Write out, word for word, the portion of the Nitro TensorRT-LLM page starting at "Nitro TensorRT-LLM for" and ending at "changes and bugs!".

» Given text:
- - - - - - -

Nitro TensorRT-LLM for Windows

Documentation - API Reference - Changelog - Bug reports - Discord

⚠️ Nitro is currently in Development: Expect breaking changes and bugs!

About

Nitro TensorRT-LLM is an experimental implementation of Nitro that runs LLMs using Nvidia's TensorRT-LLM on Windows.

Pure C++ inference server on top of TensorRT-LLM's C++ Runtime
OpenAI-compatible API with /chat/completion and loadmodel endpoints
Packageable as a single runnable package (e.g. nitro.exe) to run seamlessly on bare metal in Windows
Can be embedded in Windows Desktop apps

You can try this in Jan using the TensorRT-LLM Extension.

- - - - - - -

» Recorded information:
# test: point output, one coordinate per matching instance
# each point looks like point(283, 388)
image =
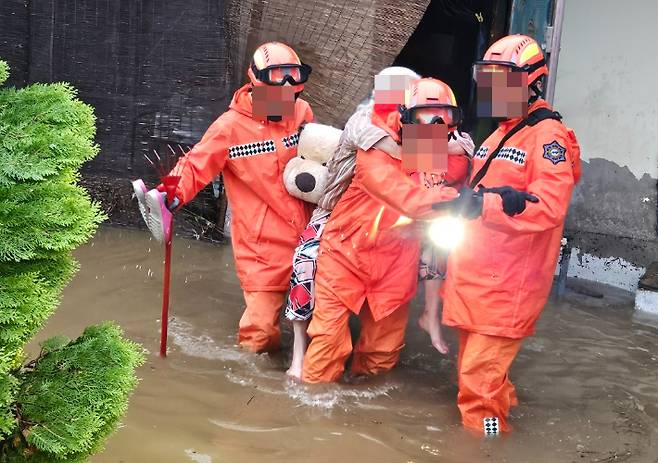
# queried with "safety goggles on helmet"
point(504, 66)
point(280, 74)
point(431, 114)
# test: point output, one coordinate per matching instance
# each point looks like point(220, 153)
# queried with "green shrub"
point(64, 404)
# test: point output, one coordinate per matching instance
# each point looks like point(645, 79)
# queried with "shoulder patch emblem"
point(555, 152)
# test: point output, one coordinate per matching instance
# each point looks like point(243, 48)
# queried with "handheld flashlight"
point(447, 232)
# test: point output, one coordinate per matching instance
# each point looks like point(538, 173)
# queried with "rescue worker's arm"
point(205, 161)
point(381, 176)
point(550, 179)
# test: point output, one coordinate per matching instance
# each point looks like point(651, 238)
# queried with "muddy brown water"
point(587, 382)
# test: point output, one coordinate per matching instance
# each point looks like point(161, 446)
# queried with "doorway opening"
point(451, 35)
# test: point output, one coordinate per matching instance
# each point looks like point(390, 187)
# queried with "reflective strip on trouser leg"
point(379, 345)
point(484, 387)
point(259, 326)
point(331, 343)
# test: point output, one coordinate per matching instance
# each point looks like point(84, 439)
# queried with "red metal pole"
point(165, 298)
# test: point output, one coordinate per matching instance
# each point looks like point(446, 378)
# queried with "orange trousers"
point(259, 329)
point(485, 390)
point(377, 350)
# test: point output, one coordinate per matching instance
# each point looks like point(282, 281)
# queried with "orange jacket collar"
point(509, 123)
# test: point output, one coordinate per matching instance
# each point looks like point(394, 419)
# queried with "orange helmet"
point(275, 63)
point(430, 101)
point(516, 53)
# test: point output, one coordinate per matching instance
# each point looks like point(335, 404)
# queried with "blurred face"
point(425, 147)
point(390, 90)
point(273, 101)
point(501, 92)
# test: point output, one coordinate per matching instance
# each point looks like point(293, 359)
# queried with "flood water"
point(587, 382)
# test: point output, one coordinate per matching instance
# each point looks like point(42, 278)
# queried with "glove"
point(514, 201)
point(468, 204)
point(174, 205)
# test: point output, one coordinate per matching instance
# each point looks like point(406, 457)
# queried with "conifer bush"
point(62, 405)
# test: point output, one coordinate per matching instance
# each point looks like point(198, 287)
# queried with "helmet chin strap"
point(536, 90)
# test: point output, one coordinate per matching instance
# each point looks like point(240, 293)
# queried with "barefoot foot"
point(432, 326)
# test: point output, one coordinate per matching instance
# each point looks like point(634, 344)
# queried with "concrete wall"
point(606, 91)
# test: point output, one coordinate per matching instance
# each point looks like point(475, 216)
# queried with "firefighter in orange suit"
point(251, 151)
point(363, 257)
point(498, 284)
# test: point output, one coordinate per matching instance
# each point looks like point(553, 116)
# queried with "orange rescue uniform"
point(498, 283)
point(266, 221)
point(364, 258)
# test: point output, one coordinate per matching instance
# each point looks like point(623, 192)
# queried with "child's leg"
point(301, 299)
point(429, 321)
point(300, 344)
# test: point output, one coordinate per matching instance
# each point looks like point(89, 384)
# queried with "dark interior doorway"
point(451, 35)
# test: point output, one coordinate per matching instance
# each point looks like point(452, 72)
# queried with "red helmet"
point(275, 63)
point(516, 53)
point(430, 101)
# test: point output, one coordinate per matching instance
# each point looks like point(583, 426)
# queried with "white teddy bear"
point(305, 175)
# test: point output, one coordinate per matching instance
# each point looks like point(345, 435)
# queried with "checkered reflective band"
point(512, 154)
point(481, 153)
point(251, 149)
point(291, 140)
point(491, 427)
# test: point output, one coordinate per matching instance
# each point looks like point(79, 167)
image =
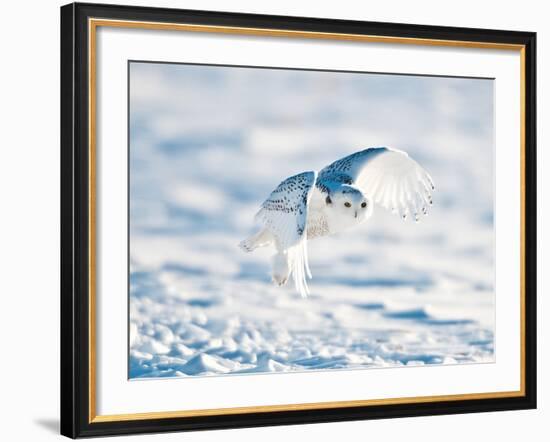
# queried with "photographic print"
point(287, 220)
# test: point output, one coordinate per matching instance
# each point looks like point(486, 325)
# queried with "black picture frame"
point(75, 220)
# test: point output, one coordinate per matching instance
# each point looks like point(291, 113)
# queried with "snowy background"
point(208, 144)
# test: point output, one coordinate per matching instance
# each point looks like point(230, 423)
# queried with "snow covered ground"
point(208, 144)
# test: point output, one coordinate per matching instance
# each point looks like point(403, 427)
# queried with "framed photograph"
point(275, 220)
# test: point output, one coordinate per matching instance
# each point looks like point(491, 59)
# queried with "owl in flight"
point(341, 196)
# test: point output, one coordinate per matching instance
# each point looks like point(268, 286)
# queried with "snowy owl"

- - - - - - -

» Answer space:
Nitro TensorRT-LLM for Windows

Documentation - API Reference - Changelog - Bug reports - Discord

⚠️ Nitro is currently in Development: Expect breaking changes and bugs!